PROBLEMA:
Filtra le righe riportate qui sotto e ricopia soltanto quelle in cui compare la parola "black".

MATERIALE DELL'ESERCIZIO:
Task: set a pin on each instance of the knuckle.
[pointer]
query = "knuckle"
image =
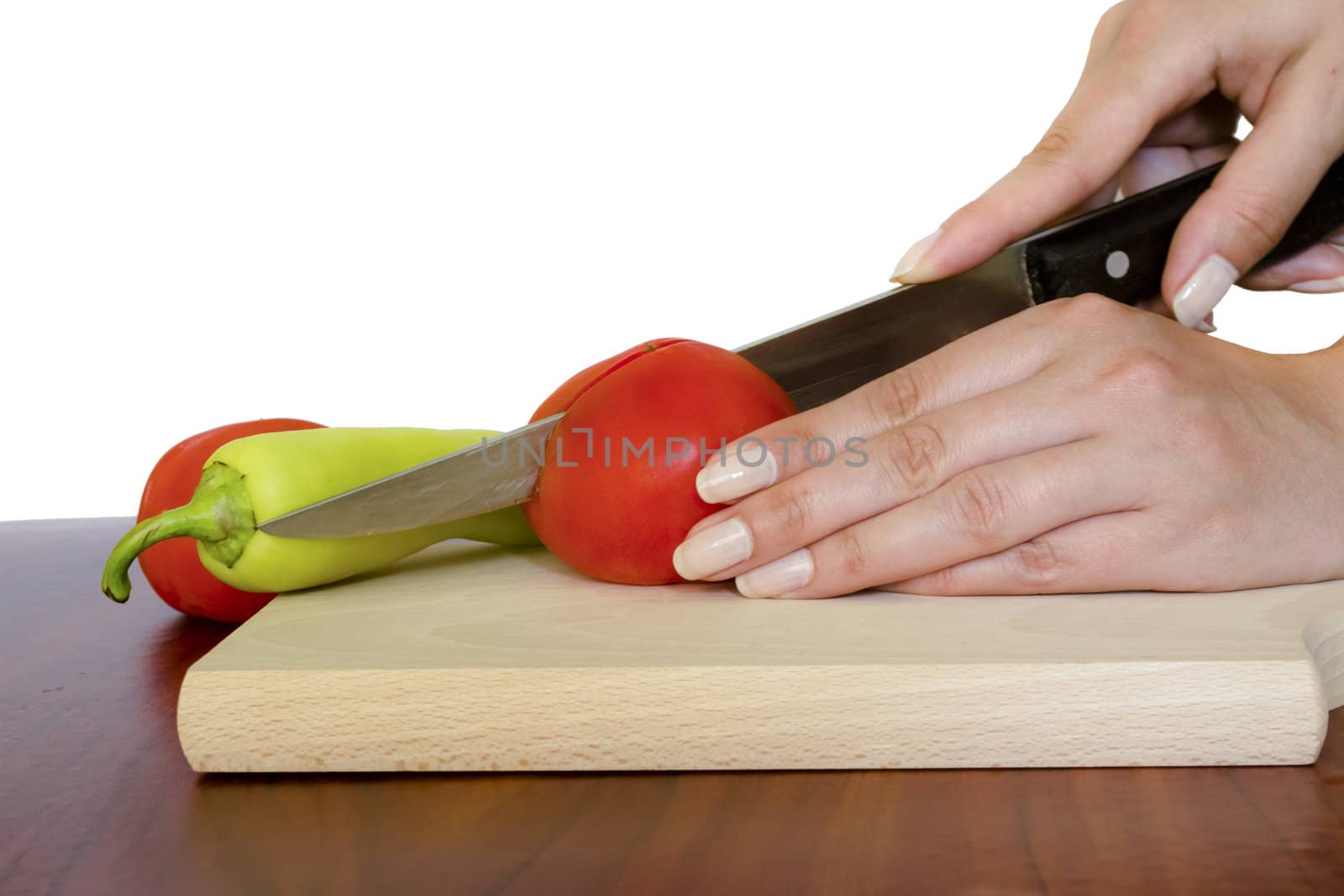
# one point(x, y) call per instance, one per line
point(855, 553)
point(1260, 219)
point(1140, 374)
point(980, 506)
point(1058, 154)
point(790, 513)
point(1038, 563)
point(1088, 311)
point(916, 458)
point(897, 396)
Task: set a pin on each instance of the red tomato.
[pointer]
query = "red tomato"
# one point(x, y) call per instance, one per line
point(617, 512)
point(172, 567)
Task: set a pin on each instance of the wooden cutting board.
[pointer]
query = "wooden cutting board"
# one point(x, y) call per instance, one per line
point(477, 658)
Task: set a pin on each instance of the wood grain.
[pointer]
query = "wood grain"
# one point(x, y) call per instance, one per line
point(479, 658)
point(97, 799)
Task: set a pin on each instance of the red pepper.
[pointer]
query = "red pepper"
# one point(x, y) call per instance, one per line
point(174, 567)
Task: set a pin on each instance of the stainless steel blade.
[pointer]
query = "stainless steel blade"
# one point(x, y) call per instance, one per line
point(815, 363)
point(823, 359)
point(496, 473)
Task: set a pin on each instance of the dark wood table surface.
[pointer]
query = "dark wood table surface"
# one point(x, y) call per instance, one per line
point(97, 799)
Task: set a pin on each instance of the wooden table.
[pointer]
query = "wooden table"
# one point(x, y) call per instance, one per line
point(97, 799)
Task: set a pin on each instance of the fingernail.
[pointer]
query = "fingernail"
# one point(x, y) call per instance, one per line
point(777, 578)
point(1203, 291)
point(712, 550)
point(734, 473)
point(1319, 285)
point(913, 255)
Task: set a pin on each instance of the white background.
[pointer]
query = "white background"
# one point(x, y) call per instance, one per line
point(433, 212)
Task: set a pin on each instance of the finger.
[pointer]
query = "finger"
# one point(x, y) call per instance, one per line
point(976, 513)
point(1210, 121)
point(979, 362)
point(1319, 269)
point(1253, 199)
point(886, 472)
point(1095, 553)
point(1109, 116)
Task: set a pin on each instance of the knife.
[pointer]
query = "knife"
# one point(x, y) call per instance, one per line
point(1119, 250)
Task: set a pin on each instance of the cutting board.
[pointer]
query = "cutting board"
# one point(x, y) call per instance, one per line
point(479, 658)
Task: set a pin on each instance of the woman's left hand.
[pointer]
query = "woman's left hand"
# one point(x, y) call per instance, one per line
point(1077, 446)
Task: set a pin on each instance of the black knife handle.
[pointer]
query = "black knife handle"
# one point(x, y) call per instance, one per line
point(1120, 250)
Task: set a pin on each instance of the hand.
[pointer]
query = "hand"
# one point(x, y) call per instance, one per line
point(1079, 446)
point(1159, 97)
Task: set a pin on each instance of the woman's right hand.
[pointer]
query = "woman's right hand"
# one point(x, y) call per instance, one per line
point(1160, 96)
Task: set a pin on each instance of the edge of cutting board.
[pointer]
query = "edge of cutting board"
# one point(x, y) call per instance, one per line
point(484, 660)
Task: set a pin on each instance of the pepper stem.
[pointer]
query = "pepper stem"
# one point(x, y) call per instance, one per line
point(219, 516)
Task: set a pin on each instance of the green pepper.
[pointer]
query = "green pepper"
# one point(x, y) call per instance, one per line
point(264, 476)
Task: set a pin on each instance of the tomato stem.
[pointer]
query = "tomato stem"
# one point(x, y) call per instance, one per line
point(219, 516)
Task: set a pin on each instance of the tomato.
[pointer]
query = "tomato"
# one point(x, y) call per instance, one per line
point(616, 492)
point(174, 567)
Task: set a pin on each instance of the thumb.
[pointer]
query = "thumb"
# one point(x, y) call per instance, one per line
point(1254, 197)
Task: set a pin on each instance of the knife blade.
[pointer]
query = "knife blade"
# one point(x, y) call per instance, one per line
point(1117, 250)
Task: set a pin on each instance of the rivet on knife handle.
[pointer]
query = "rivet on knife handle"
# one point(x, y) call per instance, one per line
point(1121, 250)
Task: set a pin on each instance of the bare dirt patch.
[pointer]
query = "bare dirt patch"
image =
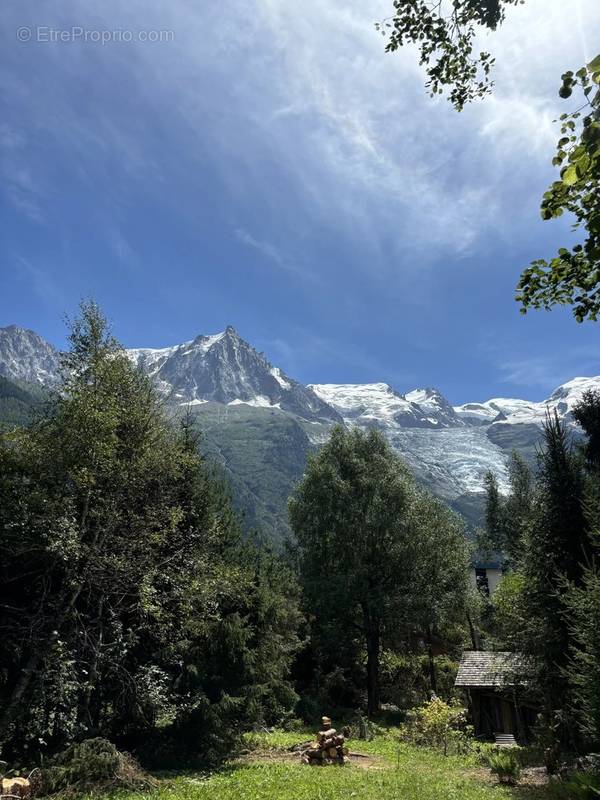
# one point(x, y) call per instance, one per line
point(531, 776)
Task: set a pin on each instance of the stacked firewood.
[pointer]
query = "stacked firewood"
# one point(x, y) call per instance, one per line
point(330, 747)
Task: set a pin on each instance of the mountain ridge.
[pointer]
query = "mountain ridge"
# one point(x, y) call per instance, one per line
point(246, 407)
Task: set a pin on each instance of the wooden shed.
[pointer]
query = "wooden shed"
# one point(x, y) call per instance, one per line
point(497, 693)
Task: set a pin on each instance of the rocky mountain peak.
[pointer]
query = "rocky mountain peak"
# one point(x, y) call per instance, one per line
point(26, 356)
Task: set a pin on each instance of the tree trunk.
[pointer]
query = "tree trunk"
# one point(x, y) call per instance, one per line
point(432, 675)
point(373, 635)
point(475, 638)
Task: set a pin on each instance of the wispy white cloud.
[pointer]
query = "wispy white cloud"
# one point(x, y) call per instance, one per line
point(298, 107)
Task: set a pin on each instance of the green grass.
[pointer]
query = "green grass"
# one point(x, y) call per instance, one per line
point(398, 773)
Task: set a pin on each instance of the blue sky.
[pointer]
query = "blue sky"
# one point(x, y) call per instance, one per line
point(268, 166)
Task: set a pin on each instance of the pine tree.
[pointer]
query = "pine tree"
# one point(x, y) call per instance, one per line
point(136, 617)
point(379, 561)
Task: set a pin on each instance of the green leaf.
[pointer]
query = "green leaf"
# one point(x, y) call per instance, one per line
point(594, 66)
point(570, 176)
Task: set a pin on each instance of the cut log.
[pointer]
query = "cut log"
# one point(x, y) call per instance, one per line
point(18, 787)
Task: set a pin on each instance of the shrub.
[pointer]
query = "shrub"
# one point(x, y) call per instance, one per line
point(439, 724)
point(93, 763)
point(578, 786)
point(505, 765)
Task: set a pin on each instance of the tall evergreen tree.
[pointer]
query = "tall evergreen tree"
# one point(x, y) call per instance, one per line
point(136, 613)
point(371, 551)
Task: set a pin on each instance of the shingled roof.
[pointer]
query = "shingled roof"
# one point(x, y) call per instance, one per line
point(478, 668)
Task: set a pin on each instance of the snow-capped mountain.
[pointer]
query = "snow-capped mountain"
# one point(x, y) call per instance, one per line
point(378, 405)
point(522, 412)
point(223, 368)
point(25, 356)
point(252, 411)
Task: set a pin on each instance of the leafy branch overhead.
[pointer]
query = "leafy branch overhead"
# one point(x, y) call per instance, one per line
point(573, 276)
point(445, 35)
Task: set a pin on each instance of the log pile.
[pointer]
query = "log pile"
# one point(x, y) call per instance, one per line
point(330, 747)
point(15, 788)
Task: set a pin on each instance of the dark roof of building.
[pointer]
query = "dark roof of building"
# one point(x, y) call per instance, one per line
point(479, 668)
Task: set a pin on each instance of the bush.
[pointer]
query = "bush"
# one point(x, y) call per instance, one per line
point(505, 765)
point(578, 786)
point(90, 764)
point(439, 724)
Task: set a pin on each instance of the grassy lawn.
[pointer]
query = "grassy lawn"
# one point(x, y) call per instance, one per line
point(408, 773)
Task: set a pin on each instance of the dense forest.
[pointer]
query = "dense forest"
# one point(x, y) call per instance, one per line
point(134, 610)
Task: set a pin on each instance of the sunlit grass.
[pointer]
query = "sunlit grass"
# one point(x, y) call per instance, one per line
point(398, 772)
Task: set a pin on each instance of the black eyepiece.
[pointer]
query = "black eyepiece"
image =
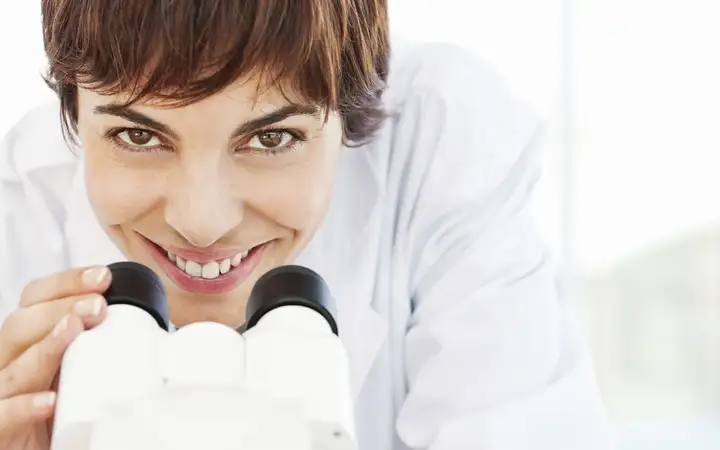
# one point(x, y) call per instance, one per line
point(137, 285)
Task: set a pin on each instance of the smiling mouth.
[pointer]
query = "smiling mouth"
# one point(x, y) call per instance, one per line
point(210, 270)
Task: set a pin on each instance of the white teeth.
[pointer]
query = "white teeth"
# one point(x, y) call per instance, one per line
point(225, 265)
point(193, 269)
point(211, 270)
point(237, 259)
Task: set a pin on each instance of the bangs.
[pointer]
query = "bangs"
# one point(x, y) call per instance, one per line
point(178, 52)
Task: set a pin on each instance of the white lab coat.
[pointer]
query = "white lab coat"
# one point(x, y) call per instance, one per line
point(447, 301)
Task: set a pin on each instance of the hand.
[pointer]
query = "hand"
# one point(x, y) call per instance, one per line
point(52, 312)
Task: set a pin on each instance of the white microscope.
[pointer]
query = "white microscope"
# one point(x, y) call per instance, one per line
point(282, 384)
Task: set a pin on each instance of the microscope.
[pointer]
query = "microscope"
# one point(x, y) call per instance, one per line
point(280, 384)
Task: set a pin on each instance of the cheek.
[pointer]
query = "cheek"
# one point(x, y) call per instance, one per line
point(118, 194)
point(298, 197)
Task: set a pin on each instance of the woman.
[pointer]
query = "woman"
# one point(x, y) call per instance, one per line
point(213, 141)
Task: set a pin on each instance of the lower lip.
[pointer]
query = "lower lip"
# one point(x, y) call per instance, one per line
point(222, 284)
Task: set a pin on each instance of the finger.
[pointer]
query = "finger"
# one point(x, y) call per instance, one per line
point(35, 369)
point(25, 409)
point(26, 326)
point(66, 284)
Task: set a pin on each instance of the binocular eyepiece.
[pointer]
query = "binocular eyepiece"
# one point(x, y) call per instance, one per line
point(131, 383)
point(136, 285)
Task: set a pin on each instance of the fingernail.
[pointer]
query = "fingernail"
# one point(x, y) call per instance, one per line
point(61, 326)
point(95, 276)
point(44, 400)
point(89, 307)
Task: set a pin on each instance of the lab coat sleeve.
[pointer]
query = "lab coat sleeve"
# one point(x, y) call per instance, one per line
point(491, 362)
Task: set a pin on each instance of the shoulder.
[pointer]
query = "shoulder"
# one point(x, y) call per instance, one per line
point(452, 75)
point(451, 115)
point(34, 142)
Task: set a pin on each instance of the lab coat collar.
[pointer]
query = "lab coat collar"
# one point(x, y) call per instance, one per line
point(333, 252)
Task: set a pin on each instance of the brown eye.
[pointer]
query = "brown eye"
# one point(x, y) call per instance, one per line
point(138, 138)
point(271, 139)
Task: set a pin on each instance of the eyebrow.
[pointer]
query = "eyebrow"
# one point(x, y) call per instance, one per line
point(128, 113)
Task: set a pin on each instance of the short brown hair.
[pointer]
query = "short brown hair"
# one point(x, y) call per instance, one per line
point(333, 53)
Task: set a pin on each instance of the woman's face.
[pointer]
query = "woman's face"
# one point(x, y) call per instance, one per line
point(211, 195)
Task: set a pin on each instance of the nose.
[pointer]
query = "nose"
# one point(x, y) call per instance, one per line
point(202, 209)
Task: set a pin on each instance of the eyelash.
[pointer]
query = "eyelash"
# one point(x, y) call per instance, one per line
point(297, 137)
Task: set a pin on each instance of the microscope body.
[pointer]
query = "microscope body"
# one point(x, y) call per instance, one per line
point(283, 384)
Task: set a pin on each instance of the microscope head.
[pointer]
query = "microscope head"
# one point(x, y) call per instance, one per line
point(281, 384)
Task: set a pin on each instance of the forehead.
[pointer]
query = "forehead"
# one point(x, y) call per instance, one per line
point(243, 98)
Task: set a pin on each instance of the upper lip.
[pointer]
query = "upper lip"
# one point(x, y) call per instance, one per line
point(202, 256)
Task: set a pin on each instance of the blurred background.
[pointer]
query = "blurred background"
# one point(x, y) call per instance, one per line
point(631, 93)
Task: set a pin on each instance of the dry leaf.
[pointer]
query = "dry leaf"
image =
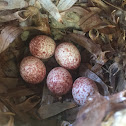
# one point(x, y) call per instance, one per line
point(9, 82)
point(3, 4)
point(88, 73)
point(8, 35)
point(13, 4)
point(93, 112)
point(65, 4)
point(49, 6)
point(91, 46)
point(90, 21)
point(12, 16)
point(97, 107)
point(47, 98)
point(3, 88)
point(6, 119)
point(46, 111)
point(29, 104)
point(18, 92)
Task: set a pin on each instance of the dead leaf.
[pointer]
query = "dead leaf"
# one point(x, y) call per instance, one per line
point(93, 112)
point(3, 4)
point(9, 82)
point(91, 46)
point(84, 71)
point(14, 4)
point(46, 111)
point(18, 92)
point(28, 104)
point(6, 119)
point(90, 21)
point(8, 35)
point(47, 98)
point(3, 88)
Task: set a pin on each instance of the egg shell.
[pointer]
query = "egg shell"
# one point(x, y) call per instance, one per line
point(32, 70)
point(67, 55)
point(59, 81)
point(42, 47)
point(83, 88)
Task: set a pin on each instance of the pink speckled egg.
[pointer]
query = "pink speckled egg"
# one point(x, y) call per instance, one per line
point(32, 70)
point(67, 55)
point(59, 81)
point(83, 88)
point(42, 47)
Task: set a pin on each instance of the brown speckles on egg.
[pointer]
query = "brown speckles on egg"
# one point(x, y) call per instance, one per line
point(67, 55)
point(32, 70)
point(82, 88)
point(59, 81)
point(42, 47)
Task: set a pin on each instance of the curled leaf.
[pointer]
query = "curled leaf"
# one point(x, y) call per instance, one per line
point(65, 4)
point(88, 73)
point(91, 46)
point(51, 8)
point(8, 35)
point(46, 111)
point(29, 104)
point(3, 4)
point(13, 4)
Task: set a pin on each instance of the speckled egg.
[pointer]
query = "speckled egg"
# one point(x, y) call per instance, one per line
point(59, 81)
point(32, 70)
point(83, 88)
point(42, 47)
point(67, 55)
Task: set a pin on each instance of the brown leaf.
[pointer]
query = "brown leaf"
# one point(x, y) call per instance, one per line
point(6, 119)
point(29, 104)
point(18, 92)
point(90, 21)
point(7, 36)
point(84, 71)
point(9, 82)
point(13, 4)
point(3, 88)
point(47, 98)
point(98, 107)
point(93, 112)
point(91, 46)
point(46, 111)
point(3, 4)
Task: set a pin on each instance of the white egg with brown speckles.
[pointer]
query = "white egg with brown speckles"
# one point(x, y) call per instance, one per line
point(42, 47)
point(32, 70)
point(83, 88)
point(59, 81)
point(67, 55)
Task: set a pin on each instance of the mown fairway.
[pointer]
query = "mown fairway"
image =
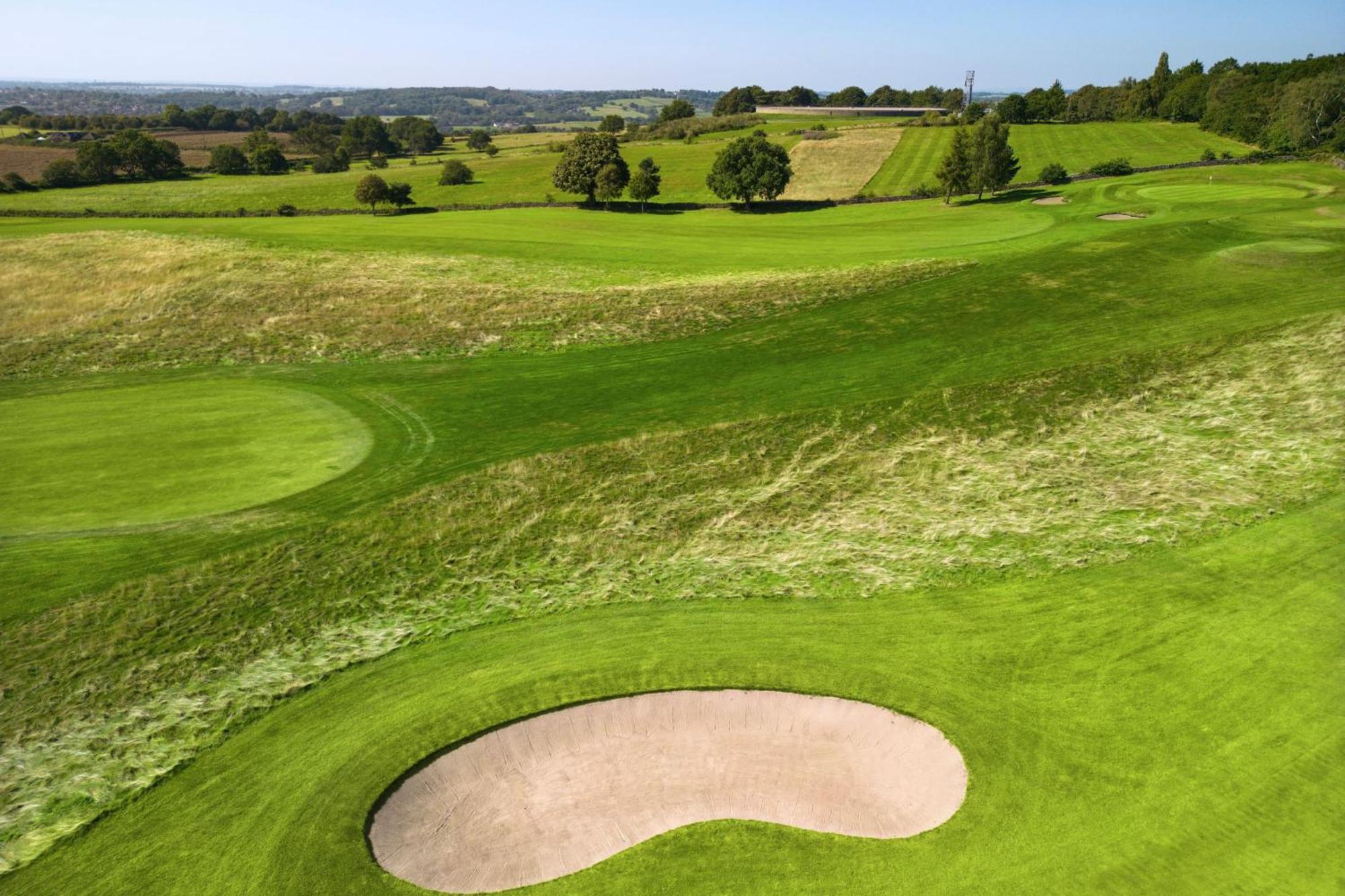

SOLUZIONE:
Task: set a pin on each instance of the black knife handle.
query = "black knife handle"
Task: set a pin on each instance of the black eyepiece.
query = "black eyepiece"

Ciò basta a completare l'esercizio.